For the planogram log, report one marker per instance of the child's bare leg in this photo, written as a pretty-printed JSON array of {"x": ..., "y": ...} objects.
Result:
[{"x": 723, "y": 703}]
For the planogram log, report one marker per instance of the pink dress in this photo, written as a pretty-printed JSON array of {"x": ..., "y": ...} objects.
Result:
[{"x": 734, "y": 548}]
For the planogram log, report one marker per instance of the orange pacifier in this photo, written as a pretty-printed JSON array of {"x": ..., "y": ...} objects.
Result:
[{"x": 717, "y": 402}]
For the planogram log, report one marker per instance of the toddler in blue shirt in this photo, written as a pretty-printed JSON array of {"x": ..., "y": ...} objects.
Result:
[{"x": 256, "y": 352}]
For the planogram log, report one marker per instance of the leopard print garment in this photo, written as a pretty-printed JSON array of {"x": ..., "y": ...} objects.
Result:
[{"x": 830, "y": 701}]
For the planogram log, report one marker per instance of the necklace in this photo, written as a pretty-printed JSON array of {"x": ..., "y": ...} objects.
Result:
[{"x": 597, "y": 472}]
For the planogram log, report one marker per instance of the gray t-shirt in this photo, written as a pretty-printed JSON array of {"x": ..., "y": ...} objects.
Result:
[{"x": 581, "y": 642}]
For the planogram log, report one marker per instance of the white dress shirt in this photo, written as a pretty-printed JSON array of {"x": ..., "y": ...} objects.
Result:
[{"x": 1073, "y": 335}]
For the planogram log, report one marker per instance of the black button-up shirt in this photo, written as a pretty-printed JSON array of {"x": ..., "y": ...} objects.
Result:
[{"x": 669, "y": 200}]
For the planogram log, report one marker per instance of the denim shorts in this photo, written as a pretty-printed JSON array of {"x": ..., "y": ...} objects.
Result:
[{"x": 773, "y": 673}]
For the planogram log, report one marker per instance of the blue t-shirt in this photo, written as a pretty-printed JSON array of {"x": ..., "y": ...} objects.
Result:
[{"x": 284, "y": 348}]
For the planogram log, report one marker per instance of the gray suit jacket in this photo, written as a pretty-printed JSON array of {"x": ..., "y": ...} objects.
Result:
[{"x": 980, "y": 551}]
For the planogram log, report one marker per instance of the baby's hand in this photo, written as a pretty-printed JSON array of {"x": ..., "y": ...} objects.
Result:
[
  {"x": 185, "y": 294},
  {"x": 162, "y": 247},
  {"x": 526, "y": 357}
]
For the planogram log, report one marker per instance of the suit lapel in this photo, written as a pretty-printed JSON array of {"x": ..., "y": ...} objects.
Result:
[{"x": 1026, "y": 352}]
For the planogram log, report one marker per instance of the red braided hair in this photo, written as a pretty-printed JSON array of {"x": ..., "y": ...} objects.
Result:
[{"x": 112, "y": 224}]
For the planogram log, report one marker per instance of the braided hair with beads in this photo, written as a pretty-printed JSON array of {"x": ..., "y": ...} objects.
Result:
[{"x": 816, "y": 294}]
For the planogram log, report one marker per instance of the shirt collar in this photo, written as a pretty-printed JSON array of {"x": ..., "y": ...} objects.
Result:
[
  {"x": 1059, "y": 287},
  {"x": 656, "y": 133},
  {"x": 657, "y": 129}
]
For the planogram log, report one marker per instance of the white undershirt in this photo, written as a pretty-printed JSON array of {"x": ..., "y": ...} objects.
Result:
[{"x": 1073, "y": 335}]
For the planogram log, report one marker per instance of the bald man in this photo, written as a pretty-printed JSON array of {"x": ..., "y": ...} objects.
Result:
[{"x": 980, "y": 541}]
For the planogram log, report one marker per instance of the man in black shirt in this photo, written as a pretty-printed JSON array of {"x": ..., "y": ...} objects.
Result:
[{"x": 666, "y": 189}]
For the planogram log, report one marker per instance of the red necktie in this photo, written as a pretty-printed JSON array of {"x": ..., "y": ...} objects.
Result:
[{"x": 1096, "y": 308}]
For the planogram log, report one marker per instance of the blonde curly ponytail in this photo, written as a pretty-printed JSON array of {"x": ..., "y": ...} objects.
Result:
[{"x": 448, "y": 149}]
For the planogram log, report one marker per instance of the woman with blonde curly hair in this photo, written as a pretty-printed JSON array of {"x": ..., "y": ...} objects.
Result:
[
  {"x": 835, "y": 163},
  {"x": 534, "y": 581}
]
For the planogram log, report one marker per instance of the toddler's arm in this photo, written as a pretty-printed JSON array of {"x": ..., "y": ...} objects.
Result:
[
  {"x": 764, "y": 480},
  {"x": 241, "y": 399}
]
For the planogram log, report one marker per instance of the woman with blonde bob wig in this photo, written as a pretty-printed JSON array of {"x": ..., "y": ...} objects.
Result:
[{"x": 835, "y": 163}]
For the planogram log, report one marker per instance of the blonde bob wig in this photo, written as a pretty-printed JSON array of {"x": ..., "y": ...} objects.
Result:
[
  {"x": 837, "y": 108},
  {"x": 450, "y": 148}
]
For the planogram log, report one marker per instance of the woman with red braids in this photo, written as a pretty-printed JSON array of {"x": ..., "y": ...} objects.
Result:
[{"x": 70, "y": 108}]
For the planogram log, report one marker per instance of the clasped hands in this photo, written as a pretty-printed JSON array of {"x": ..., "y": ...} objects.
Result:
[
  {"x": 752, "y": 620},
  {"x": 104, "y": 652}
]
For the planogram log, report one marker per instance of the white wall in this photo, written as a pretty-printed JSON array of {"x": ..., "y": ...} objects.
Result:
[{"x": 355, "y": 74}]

What you need to do
Can you rewrite the material above with every "planogram log" changed to "shelf audit" and nothing else altered?

Full answer
For the shelf audit, report one marker per instance of the child's bare leg in this photo, written as a pretty-printed JSON array of {"x": ..., "y": ...} objects.
Result:
[{"x": 723, "y": 703}]
For the shelf audit, report one marker per instance of the pink dress in this photo, written as a pretty-printed JSON array of {"x": ..., "y": ...} objects.
Result:
[{"x": 734, "y": 548}]
For the shelf audit, report one marker per instance of the orange pacifier in this photo, written as a pretty-printed JSON array of {"x": ..., "y": ...} objects.
Result:
[{"x": 717, "y": 402}]
For the shelf audit, report one marker per instance of the toddler in blue shirt in this photo, written as a pretty-printed JSON array of {"x": ..., "y": ...} objects.
Result:
[{"x": 256, "y": 352}]
For the shelf audit, report one marker per instance of the leopard print garment in this photo, written as a pretty-printed JSON array of {"x": ..., "y": ...} objects.
Result:
[{"x": 830, "y": 701}]
For the shelf audit, report one marker per instance of the necklace in this photo, written as a pretty-printed JSON array of {"x": ..., "y": ...} objects.
Result:
[{"x": 597, "y": 472}]
For the shelf audit, report one marker per instance of the gray t-shirt in this photo, written as a pretty-printed JSON array of {"x": ..., "y": ...} objects.
Result:
[{"x": 581, "y": 642}]
For the shelf audit, report one marker per instance of the white dress shirt in this photo, written as a pretty-printed JSON array of {"x": ..., "y": ...} objects.
Result:
[{"x": 1073, "y": 335}]
For the shelf audit, report one marker per instance of the black button-up shirt in this photo, written as a pretty-printed JSON array of {"x": ..., "y": ...} objects.
Result:
[{"x": 669, "y": 200}]
For the shelf audit, report one marker per instance of the denim shorts in this photo, written as a pretty-printed JSON array of {"x": ..., "y": ...} objects.
Result:
[{"x": 773, "y": 673}]
For the shelf audit, report one marker per instance of the blue t-shirt in this photo, written as a pretty-printed JSON array of {"x": ..., "y": ...} objects.
Result:
[{"x": 284, "y": 348}]
For the shelf audit, report one marker per instance of the gray suit jacket in this photo, written as a pretty-printed JSON array of {"x": ..., "y": ...} objects.
Result:
[{"x": 980, "y": 551}]
For the shelf audit, report one marker per instance of the baby's hand in this photo, written as a pretty-printed JSON array of {"x": ..., "y": ...} objects.
Result:
[
  {"x": 185, "y": 294},
  {"x": 162, "y": 247},
  {"x": 526, "y": 357}
]
For the shelf audit, report one marker per instance of the suit lapel in this photo, written as a pretty-printed JSON array of {"x": ..., "y": ...} objects.
Result:
[{"x": 1026, "y": 352}]
For the shelf audit, report one marker per instance of the red braided hair in this photo, written as a pretty-printed JSON array of {"x": ..., "y": ...} objects.
Result:
[{"x": 112, "y": 224}]
For the shelf audit, report one marker per instance of the braided hair with beads in this photo, written as a pretty-printed JSON array of {"x": ..., "y": ...} objects.
Result:
[{"x": 816, "y": 294}]
For the shelf audit, report one marker per instance of the shirt collar in this photo, written as a pretty-printed JSON array of {"x": ..., "y": ...} objects.
Result:
[
  {"x": 1059, "y": 287},
  {"x": 656, "y": 133},
  {"x": 657, "y": 129}
]
For the shelf audit, report one marker per instance of the white undershirt in this photo, written as a pretty-printed JSON array of {"x": ..., "y": ...} objects.
Result:
[{"x": 1073, "y": 335}]
For the shelf audit, report one marker per instance of the bald man in this photo, written as a pretty-printed JSON array of {"x": ..., "y": ...} objects.
Result:
[{"x": 980, "y": 541}]
For the shelf audit, report one marker per instance of the man in black shirt in this photo, written as a pretty-printed JSON array of {"x": ..., "y": ...} objects.
Result:
[{"x": 666, "y": 189}]
For the shelf audit, report one marker per instance of the red necktie in this photo, written as a pretty-printed JSON array of {"x": ..., "y": ...} objects.
Result:
[{"x": 1096, "y": 308}]
For the shelf audit, report one marker per instance of the blonde curly ponytail in this photo, written as a pretty-printed JSON array of {"x": ..., "y": ...} objects.
Result:
[{"x": 448, "y": 149}]
For the shelf audit, report one marker per instance of the woman with blonde curly hair in this photo, written as a pretty-printed JSON array of {"x": ..., "y": ...} objects.
Result:
[
  {"x": 835, "y": 163},
  {"x": 534, "y": 581}
]
For the shelf audit, report one marker per instance of the toddler's arm in this photo, written as a pretty-printed JSON array of {"x": ..., "y": ...} objects.
Result:
[
  {"x": 764, "y": 480},
  {"x": 241, "y": 399}
]
For the shelf audit, report one marker per instance of the woman with blonde bob wig in this photo, written as a pretty-printed JSON array of {"x": ..., "y": ...} objects.
Result:
[{"x": 835, "y": 163}]
For the shelf audit, report one marker per instance of the blonde bob wig in this photo, written as a pretty-printed JSON array of {"x": ..., "y": ...} objects.
Result:
[
  {"x": 837, "y": 108},
  {"x": 450, "y": 148}
]
For the shelf audit, report one marker per instance of the woman with red braids in this photo, written as a pretty-printed JSON array of {"x": ..., "y": ...} objects.
Result:
[{"x": 70, "y": 108}]
For the shelf audit, report one marker per instance of the clasped hands in this photo, written as a pretty-printed JSON array of {"x": ..., "y": ...} objects.
Result:
[
  {"x": 752, "y": 620},
  {"x": 104, "y": 652}
]
For the shelf audit, report one marker per instance of the white wall in this photo, written as a pretty-printed JSON array of {"x": ..., "y": ...} objects.
Result:
[{"x": 355, "y": 74}]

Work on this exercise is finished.